The Films of 2013: Behind the Candelabra

Steven Soderbergh’s Behind the Candelabra, currently playing on HBO after a Cannes premiere, confirms that some of the most interesting filmmaking these days is being done for the so-called “small screen”: after Hollywood studio executives refused to greenlight the project, which examines the years-long relationship between Liberace and his partner Scott Thorson (it was apparently feared to be “too gay” for the cinema-going public), Soderbergh took it to HBO, where it promises to be a major success.  The film also feels strangely right for cable TV, which has long specialized in this kind of tabloid-flavored biopic, although it’s rarely given such A-list treatment.  Soderbergh’s film is just about as good as anything he’s ever done and promises to be one of the best films of the year—it’s certainly better than just about anything else currently playing at your local theater.

The material, while never tawdry (Liberace’s flamboyant love of costumes, jewels, and furs is treated, like his homosexuality, as a simple matter of fact), is admittedly familiar stuff.  We bear witness to Liberace’s relationship with Thorson as it moves from mutual infatuation to animosity, poisoned by jealousy, drugs, sex, and plastic surgery.  But in the hands of Michael Douglas and Matt Damon, both of whom do some of the best work of their careers here, and anchored by a very good script by Richard LaGravanese, it’s fascinating stuff.  And the glancing efficiency of Soderbergh’s direction creates an interesting tension with the excessiveness of the subject matter.  That’s to say that though the film is about one of the campiest stars in the history of show business, it’s told with Soderbergh’s characteristically stylish restraint.  (It’s this quality of Soderbergh’s films that I’ll miss most if, as he’s said he plans to do, he ends up retiring from the movie business.)

* WHAT YOU NEED TO DO *
Could you echo, word for word, the part of the Behind the Candelabra review that opens with the words containing "Steven Soderbergh’s Behind" and closes with "your local theater."?

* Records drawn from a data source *
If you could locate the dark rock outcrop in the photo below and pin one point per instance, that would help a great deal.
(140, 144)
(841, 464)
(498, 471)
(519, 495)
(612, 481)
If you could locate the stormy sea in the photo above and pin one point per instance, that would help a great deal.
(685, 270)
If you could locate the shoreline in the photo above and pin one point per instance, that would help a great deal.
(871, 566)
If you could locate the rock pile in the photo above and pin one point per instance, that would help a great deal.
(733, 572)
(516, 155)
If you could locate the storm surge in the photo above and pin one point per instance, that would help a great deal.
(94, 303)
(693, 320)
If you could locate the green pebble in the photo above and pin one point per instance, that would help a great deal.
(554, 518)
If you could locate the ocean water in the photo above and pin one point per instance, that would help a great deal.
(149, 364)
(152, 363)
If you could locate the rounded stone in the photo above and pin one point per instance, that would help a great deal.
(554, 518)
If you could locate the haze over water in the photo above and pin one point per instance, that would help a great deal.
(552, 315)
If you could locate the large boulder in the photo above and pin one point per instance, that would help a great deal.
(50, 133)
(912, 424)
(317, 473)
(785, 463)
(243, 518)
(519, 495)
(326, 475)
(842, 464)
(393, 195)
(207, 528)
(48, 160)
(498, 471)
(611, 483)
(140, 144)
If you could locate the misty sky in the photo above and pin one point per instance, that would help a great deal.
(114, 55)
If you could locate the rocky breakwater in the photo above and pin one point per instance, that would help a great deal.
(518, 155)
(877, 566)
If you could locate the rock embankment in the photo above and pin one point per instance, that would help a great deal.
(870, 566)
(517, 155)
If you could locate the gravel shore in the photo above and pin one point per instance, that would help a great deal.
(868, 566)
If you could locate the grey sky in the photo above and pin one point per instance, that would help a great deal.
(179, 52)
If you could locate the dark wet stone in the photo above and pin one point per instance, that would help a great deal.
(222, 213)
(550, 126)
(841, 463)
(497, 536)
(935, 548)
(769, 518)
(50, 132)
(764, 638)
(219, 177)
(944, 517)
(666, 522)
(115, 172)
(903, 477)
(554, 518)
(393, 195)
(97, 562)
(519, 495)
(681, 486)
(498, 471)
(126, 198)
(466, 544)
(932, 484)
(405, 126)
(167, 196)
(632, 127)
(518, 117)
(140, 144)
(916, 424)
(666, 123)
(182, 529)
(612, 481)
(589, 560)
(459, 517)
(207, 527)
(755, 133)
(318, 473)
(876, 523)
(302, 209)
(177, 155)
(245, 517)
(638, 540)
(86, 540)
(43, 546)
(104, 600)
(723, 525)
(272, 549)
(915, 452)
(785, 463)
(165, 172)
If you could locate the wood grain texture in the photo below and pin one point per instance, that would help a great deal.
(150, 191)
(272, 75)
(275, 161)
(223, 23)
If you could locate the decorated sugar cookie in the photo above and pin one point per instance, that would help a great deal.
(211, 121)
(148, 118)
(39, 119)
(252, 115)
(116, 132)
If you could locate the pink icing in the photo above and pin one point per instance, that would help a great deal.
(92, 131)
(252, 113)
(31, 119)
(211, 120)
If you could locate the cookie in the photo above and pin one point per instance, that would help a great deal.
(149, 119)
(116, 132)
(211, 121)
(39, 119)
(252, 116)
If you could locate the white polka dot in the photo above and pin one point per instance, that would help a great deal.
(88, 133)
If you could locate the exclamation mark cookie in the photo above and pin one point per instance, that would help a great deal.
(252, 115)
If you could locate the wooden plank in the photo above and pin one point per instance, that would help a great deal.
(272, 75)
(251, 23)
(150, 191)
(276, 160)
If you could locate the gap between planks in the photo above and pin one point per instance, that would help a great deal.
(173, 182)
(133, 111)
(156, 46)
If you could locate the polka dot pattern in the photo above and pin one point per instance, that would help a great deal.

* SOLUTION TO THE EXERCISE *
Steven Soderbergh’s Behind the Candelabra, currently playing on HBO after a Cannes premiere, confirms that some of the most interesting filmmaking these days is being done for the so-called “small screen”: after Hollywood studio executives refused to greenlight the project, which examines the years-long relationship between Liberace and his partner Scott Thorson (it was apparently feared to be “too gay” for the cinema-going public), Soderbergh took it to HBO, where it promises to be a major success.  The film also feels strangely right for cable TV, which has long specialized in this kind of tabloid-flavored biopic, although it’s rarely given such A-list treatment.  Soderbergh’s film is just about as good as anything he’s ever done and promises to be one of the best films of the year—it’s certainly better than just about anything else currently playing at your local theater.